What to do ->
• a. Render every line of the dataset entries as a numbered list, leaving out blank lines.
• b. Write what comes next in the forum thread congratulating Old Rich on passing 47,000 posts.

Source extract ->
==================================================
# Old Rich passes 47,000 posts



## jcgriff2 (Sep 30, 2007)

Congratulations *Old Rich* on passing the 47k mark. :thumb:

John


----------



## Wrench97 (May 10, 2008)

Keep up the good work :thumb:


----------



## JMPC (Jan 15, 2011)

Congrats, great work!


----------



## WereBo (Apr 5, 2008)

Great work Rich, hearty congratulations


----------



## Corday (Mar 3, 2010)

Rich, another milestone reached.


----------



## joeten (Dec 4, 2008)

Well done Rich, congratulations.


----------



## Masterchiefxx17 (Feb 27, 2010)

Excellent! Well done!


----------



## SpywareDr (Jun 15, 2013)

Awesome! Congrats! :smile:


----------



## oscer1 (Jan 27, 2010)

Congratulations


----------



## Old Rich (May 31, 2007)

Thanks guys . . Amazing how the posts mount up when you must keep the hind leg elevated as much as possible


----------



## WereBo (Apr 5, 2008)
==================================================
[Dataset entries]
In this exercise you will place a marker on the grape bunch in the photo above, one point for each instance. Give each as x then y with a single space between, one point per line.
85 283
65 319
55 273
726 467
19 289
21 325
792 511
==================================================
Outputs ->
• a.
1. In this exercise you will place a marker on the grape bunch in the photo above, one point for each instance. Give each as x then y with a single space between, one point per line.
2. 85 283
3. 65 319
4. 55 273
5. 726 467
6. 19 289
7. 21 325
8. 792 511

• b.
That's why trees/hydrants are so useful.....









:grin:


----------



## Rich-M (May 2, 2007)

Way to go my namesake!


----------



## Deejay100six (Nov 24, 2007)

Nice work Rich. :thumb:


----------



## Glaswegian (Sep 16, 2005)

Awesome work Rich!!


----------



## jimscreechy (Jan 7, 2005)

If your posts were mined Bitcoins you'd be 'Rolling in it' Exceptional... especially given the quality of your posts.


----------



## Old Rich (May 31, 2007)

Thanks guys . .


----------



## Flight Sim Guy (Dec 19, 2011)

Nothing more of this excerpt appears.